(Records from a collection)
════
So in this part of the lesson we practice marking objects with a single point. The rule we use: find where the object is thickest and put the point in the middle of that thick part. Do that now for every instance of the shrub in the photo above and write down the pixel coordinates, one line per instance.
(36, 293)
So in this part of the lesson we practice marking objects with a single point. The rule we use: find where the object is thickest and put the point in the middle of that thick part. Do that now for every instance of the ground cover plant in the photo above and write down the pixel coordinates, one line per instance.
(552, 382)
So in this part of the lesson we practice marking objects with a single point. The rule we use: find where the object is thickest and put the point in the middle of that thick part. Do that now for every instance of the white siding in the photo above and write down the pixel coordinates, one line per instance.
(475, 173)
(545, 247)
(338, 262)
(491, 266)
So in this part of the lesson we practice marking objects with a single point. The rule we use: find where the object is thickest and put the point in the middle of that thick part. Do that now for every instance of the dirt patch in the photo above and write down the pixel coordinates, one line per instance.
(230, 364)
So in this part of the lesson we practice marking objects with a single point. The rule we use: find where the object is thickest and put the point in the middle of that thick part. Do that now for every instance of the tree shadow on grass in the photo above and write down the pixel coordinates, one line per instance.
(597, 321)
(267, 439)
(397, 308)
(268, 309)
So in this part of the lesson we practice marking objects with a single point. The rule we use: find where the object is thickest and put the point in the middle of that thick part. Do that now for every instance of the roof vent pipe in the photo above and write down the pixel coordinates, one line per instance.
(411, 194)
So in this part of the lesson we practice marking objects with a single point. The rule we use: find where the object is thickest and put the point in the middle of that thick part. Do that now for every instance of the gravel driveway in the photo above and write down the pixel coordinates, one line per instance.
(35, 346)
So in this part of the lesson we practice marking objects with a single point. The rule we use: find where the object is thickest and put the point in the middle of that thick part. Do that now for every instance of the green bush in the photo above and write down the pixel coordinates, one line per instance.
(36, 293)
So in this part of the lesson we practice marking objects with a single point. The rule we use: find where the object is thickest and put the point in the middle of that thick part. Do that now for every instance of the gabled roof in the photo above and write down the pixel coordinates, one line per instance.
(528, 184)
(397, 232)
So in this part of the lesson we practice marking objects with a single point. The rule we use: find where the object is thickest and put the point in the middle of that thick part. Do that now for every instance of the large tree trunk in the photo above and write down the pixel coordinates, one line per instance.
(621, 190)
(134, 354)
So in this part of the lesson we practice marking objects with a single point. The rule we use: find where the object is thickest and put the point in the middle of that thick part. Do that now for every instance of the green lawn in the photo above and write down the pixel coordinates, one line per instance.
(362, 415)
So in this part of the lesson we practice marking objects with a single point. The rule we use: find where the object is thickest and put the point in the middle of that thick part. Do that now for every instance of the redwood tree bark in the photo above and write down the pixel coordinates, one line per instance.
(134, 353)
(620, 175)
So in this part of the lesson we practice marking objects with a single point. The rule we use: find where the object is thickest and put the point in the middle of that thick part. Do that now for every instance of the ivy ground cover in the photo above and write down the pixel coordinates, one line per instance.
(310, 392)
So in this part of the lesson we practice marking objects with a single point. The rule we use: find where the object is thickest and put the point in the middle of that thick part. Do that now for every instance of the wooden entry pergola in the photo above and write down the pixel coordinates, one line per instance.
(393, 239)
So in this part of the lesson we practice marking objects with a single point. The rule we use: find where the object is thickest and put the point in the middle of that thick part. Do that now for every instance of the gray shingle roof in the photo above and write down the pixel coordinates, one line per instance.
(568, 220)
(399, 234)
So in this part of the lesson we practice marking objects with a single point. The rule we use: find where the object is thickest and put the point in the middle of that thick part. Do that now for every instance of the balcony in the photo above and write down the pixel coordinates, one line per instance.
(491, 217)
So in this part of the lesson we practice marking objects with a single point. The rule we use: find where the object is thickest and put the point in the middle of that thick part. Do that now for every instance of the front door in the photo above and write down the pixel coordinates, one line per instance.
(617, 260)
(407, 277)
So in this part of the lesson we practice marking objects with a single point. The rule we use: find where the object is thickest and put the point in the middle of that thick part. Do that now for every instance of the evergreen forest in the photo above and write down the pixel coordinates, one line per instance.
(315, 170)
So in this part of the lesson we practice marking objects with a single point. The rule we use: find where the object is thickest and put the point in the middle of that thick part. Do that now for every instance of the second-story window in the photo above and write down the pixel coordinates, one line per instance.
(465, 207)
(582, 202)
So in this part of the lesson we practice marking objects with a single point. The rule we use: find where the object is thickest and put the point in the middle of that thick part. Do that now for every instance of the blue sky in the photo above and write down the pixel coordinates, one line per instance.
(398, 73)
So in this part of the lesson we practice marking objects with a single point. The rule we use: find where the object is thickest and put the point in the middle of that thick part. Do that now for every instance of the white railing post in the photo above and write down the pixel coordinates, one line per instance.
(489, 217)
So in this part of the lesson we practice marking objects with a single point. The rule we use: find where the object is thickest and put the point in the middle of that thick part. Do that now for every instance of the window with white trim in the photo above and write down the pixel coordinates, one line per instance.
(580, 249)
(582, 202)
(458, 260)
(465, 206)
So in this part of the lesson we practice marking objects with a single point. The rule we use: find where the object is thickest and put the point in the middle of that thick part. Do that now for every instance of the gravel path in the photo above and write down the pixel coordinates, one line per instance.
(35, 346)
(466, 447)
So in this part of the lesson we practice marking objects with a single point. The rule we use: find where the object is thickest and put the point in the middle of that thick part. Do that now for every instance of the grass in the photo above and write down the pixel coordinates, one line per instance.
════
• Your objective
Word for word, repeat each entry shown above.

• Exercise output
So in this part of the lesson we practice marking objects with a single point. The rule we use: find where the object is thickest and put the point in the middle of that thick part. Do that now for every instance of the shrub in the photo above and write down the pixel coordinates, one line per instance.
(36, 293)
So in this part of the lesson we practice marking objects with a single point. The rule we use: find where the object is thickest and put the point in the middle of that thick part. Do that now for every instance of the ground cover plant in the photo above and write down the pixel coordinates, one line per instance.
(552, 382)
So in this part of the lesson we practice marking objects with a single point. The rule we use: find where the object is thickest and put the point in the middle of that thick part. Do that now for every instance of the white siding in the photo above and write down the pixel coordinates, one line per instance.
(475, 173)
(545, 247)
(338, 262)
(491, 266)
So in this part of the lesson we practice marking objects with a single point. The rule we use: find where the object is thickest and put the point in the middle of that thick part. Do that now for every instance of the dirt patch in the photo above and write down the pixel coordinates, one line per instance.
(230, 364)
So in this part of the lesson we practice marking objects with a single point. The rule we use: find where the object is thickest and put the point in the middle of that thick part. Do that now for every instance of the tree shadow on grass in the photo above and write down the pixel coordinates, one line per instance.
(597, 321)
(267, 439)
(397, 308)
(268, 309)
So in this part of the lesson we practice marking objects with a single point. The rule we use: find where the object is thickest and put the point in the middle of that thick part. Do that now for every instance of the roof vent pipe in the photo above and write down the pixel coordinates, one line per instance.
(411, 194)
So in this part of the lesson we practice marking objects with a single point. The rule we use: find where the object is thickest and put the point in the middle of that thick part. Do that now for every instance of the gravel driveway in the photo above and write down the pixel coordinates, one line per instance.
(35, 346)
So in this part of the lesson we practice marking objects with a single point. The rule we use: find where the object is thickest and put the point in the middle of that thick part. Do that now for every instance of the green bush in the photo above and write down the pixel coordinates, one line per instance.
(36, 293)
So in this part of the lesson we practice marking objects with a single point. The rule we use: find where the object is thickest and put the point in the middle of that thick part. Do that now for every instance of the gabled roof in the photo above and write down the pixel coordinates, one line per instance.
(528, 184)
(397, 232)
So in this part of the lesson we practice marking objects with a single point. The rule we use: find where the object is thickest and put the point in the middle of that thick part. Do that now for every instance of the large tree trunk in the photo above and write down the pixel coordinates, one line per instance.
(621, 190)
(134, 354)
So in this part of the lesson we practice marking objects with a single point. The rule we use: find where the object is thickest and put the point in the middle of that thick part. Do that now for every instance of the green lawn in the photo above and write down the pixel coordinates, one line per instance.
(362, 415)
So in this part of the lesson we practice marking objects with a single point. The rule we use: find where the object is thickest and put the point in the middle of that thick part. Do that now for every instance of the redwood tree bark in the photo above and write down the pixel coordinates, one line per instance.
(134, 353)
(620, 175)
So in this part of the lesson we practice marking objects with a single point. The rule we use: find where the object is thickest and put the point in the middle of that thick part. Do that now for every instance of the ivy ground cover in the photo above and write down the pixel coordinates, one line per instance.
(310, 392)
So in this part of the lesson we practice marking objects with a single point. The rule we use: find where the object is thickest and put the point in the middle of that thick part. Do that now for every instance of the wooden entry pergola in the photo above and write down the pixel coordinates, one line per instance.
(393, 239)
So in this part of the lesson we practice marking objects with a single point. The rule we use: find where the object is thickest and put the point in the middle of that thick part. Do that now for every instance of the gray shingle roof in the photo above and write down the pixel coordinates, one line per instance.
(568, 220)
(399, 234)
So in this part of the lesson we practice marking objects with a single point. The rule we use: find where the object is thickest and put the point in the middle of that thick part. Do that now for every instance of the balcony in the photo above and write down the pixel coordinates, one line per instance.
(491, 217)
So in this part of the lesson we practice marking objects with a single point. The rule we use: find where the object is thickest and put the point in the middle of that thick part. Do that now for every instance of the front door in the photo above and write down the pixel coordinates, one line per instance.
(617, 260)
(407, 277)
So in this part of the lesson we practice marking objects with a single point. The rule we use: find where the object is thickest and put the point in the middle of that thick part. Do that now for every instance of the evergreen forest in the photo above and write down the pixel coordinates, one line per instance.
(315, 170)
So in this part of the lesson we practice marking objects with a single point. The rule we use: find where the object is thickest and put the point in the middle of that thick part. Do that now for every instance of the second-story window in the photo above and write down the pixel coordinates, one line per instance.
(465, 207)
(582, 202)
So in this part of the lesson we practice marking objects with a single point. The rule we use: find where the object is thickest and put the point in the middle of that thick part. Do that now for every instance of the blue sky in the photo above and write down the pixel coordinates, one line per instance.
(398, 73)
So in this part of the lesson we practice marking objects with a single point. The rule we use: find where the object is thickest and put the point in the middle of that thick part. Do that now for every instance of the white railing post in the photo above and write down the pixel coordinates, one line per instance.
(489, 217)
So in this part of the lesson we practice marking objects with a single point. The rule we use: find where the object is thickest and put the point in the middle of that thick part. Do that now for every instance of the window with white trim in the photo above and write down the pixel coordinates, one line per instance.
(580, 249)
(582, 202)
(458, 260)
(465, 206)
So in this part of the lesson we practice marking objects with a single point. The rule we use: find where the object is thickest and put the point in the middle of that thick part. Do that now for every instance of the gravel path in the photo above and write down the pixel coordinates, one line per instance.
(35, 346)
(466, 447)
So in this part of the lesson we practice marking objects with a single point. The rule we use: find where the object is thickest and put the point in the middle of that thick part. Do that now for every instance of the grass in the photo above and write down the pixel coordinates, one line per instance.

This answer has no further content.